_Excerpted data_
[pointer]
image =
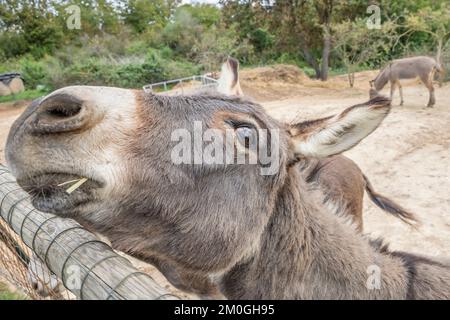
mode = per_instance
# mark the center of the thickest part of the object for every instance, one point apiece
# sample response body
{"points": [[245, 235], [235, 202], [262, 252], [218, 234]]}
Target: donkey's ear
{"points": [[228, 83], [336, 134]]}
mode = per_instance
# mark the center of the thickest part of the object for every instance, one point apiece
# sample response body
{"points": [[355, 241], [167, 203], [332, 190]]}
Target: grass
{"points": [[5, 294], [25, 95]]}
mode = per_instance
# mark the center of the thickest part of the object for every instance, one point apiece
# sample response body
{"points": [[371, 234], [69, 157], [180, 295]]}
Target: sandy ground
{"points": [[407, 158]]}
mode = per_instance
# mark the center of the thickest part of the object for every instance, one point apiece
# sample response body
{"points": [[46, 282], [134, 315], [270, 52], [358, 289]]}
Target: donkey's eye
{"points": [[246, 135]]}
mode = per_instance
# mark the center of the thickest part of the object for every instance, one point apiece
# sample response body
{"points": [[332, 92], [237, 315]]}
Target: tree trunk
{"points": [[325, 53], [351, 78], [311, 61]]}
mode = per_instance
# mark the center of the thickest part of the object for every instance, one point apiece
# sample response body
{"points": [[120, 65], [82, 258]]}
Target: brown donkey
{"points": [[407, 68], [254, 235], [340, 176]]}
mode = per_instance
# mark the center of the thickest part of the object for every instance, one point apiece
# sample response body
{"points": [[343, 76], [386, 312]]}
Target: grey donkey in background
{"points": [[408, 68]]}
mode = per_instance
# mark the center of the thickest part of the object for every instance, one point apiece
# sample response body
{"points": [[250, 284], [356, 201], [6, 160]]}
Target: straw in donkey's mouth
{"points": [[77, 183]]}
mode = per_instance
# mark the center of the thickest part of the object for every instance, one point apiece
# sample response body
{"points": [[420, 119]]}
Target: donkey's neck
{"points": [[309, 253], [382, 78]]}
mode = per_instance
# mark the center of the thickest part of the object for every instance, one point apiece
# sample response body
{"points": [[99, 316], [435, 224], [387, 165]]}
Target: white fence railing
{"points": [[182, 85]]}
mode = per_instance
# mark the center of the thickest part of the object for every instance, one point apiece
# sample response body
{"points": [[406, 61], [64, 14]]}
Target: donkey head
{"points": [[162, 174]]}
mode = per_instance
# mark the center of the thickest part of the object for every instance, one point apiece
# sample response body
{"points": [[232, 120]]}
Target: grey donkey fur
{"points": [[255, 237], [408, 68]]}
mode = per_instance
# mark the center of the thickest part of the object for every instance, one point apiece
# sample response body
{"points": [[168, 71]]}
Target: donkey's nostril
{"points": [[60, 111]]}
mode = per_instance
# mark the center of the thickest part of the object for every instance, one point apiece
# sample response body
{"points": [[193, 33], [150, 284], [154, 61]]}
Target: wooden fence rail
{"points": [[88, 267]]}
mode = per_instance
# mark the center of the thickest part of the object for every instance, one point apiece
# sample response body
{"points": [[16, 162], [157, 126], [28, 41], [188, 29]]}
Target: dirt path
{"points": [[407, 159]]}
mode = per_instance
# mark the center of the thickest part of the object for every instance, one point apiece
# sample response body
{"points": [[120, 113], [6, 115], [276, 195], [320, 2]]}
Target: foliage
{"points": [[355, 44], [130, 43], [5, 294]]}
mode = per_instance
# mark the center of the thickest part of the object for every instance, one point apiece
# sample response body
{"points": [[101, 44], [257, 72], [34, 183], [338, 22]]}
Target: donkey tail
{"points": [[389, 205]]}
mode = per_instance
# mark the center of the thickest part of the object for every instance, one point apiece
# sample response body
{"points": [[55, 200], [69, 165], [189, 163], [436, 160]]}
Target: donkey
{"points": [[407, 68], [256, 236], [343, 180]]}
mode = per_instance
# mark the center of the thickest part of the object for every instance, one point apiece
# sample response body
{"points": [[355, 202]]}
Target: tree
{"points": [[434, 22], [28, 26], [141, 14]]}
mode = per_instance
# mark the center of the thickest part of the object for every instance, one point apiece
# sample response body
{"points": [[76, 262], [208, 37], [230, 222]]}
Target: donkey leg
{"points": [[401, 92], [393, 84], [432, 100], [428, 82]]}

_Task prompt_
The material above is to be transcribed exactly, with its images omitted.

_Task result_
[pointer]
image =
mode = per_instance
# mark the center of the thickest part of the object for every instance, one point apiece
# sample response body
{"points": [[245, 235], [235, 202], [262, 252], [218, 234]]}
Target: donkey's ear
{"points": [[228, 83], [336, 134]]}
mode = per_instance
# mark the center of the thickest part of the object for every instance, one point apiece
# sample response body
{"points": [[355, 241], [167, 203], [332, 190]]}
Target: grass
{"points": [[5, 294], [25, 95]]}
mode = per_instance
# mark the center of the thickest part of the object for every instance, one point apiece
# sample response body
{"points": [[371, 234], [69, 157], [180, 295]]}
Target: sandy ground
{"points": [[407, 158]]}
mode = per_instance
# mark the center of the thickest part of the object for every instance, one point apiece
# sample response body
{"points": [[46, 282], [134, 315], [270, 52], [358, 289]]}
Target: donkey's eye
{"points": [[246, 135]]}
mode = per_instance
# mark the center of the thickest part of the object for every instance, one point apiece
# sample response body
{"points": [[332, 92], [237, 315]]}
Target: tree trunk
{"points": [[325, 53], [351, 78], [311, 61]]}
mode = per_instance
# mark the center of the thickest part of the object for every instance, one point apiece
# sample response body
{"points": [[120, 65], [82, 258]]}
Target: brown donkey
{"points": [[407, 68], [254, 235], [340, 176]]}
mode = per_instance
# mark the center of the thickest part of the object for every instance, one point apiece
# sample response body
{"points": [[343, 76], [386, 312]]}
Target: grey donkey in background
{"points": [[408, 68]]}
mode = per_instance
# mark the center of the thickest part of the object for every instance, one point apiece
# sample response body
{"points": [[250, 284], [356, 201], [6, 160]]}
Target: straw in donkey's mouth
{"points": [[77, 183]]}
mode = per_instance
# mark the center of the thickest part of the object for every instance, one point apiece
# sample response body
{"points": [[420, 119]]}
Target: donkey's neck
{"points": [[309, 253], [382, 78]]}
mode = per_instance
# mark the center of the thickest part of the object for every instance, one point apiece
# sample response body
{"points": [[99, 316], [435, 224], [387, 165]]}
Target: white fence railing
{"points": [[182, 85]]}
mode = per_instance
# mark the center of the thickest part of the object for every instance, one point apiece
# sample response body
{"points": [[406, 61], [64, 14]]}
Target: donkey head
{"points": [[162, 174]]}
mode = per_instance
# mark the center of the thickest part of the object for every instance, one point apiece
# sample response body
{"points": [[232, 120]]}
Target: grey donkey fur
{"points": [[255, 237], [408, 68]]}
mode = per_instance
# mark the center of the thickest part of the object for every instance, one point apiece
# sample response body
{"points": [[168, 71]]}
Target: donkey's nostril
{"points": [[60, 111]]}
mode = per_instance
# mark the center of the thickest part of the object for every instance, one point apiece
# sample response body
{"points": [[193, 33], [150, 284], [154, 61]]}
Target: wooden fence rail
{"points": [[88, 267]]}
mode = per_instance
# mark the center of the thickest part of the object for every instance, one point apiece
# sample response body
{"points": [[16, 162], [157, 126], [28, 41], [188, 29]]}
Target: dirt path
{"points": [[407, 159]]}
mode = per_instance
# mark the center of the thickest part of the object for every instance, one point apiece
# sample response body
{"points": [[120, 113], [6, 115], [276, 195], [320, 2]]}
Target: foliage
{"points": [[355, 44], [130, 43], [5, 294]]}
mode = per_instance
# mark the center of the thickest part of the object for every instance, one point apiece
# sample response body
{"points": [[101, 44], [257, 72], [34, 183], [338, 22]]}
Target: donkey tail
{"points": [[389, 205]]}
mode = per_instance
# mark the center of the thickest part of the object for every instance, one point apiece
# sample response body
{"points": [[55, 200], [69, 165], [189, 163], [436, 160]]}
Target: donkey
{"points": [[407, 68], [256, 236], [343, 180]]}
mode = per_instance
# mark the center of the thickest part of the object for every instance, one point apiece
# sample response body
{"points": [[355, 202]]}
Target: tree
{"points": [[434, 22], [28, 26], [141, 14]]}
mode = per_instance
# mark the center of the thickest part of the object for every instance, one point apiece
# sample response body
{"points": [[76, 262], [208, 37], [230, 222]]}
Target: donkey leg
{"points": [[401, 92], [393, 84], [432, 100], [428, 82]]}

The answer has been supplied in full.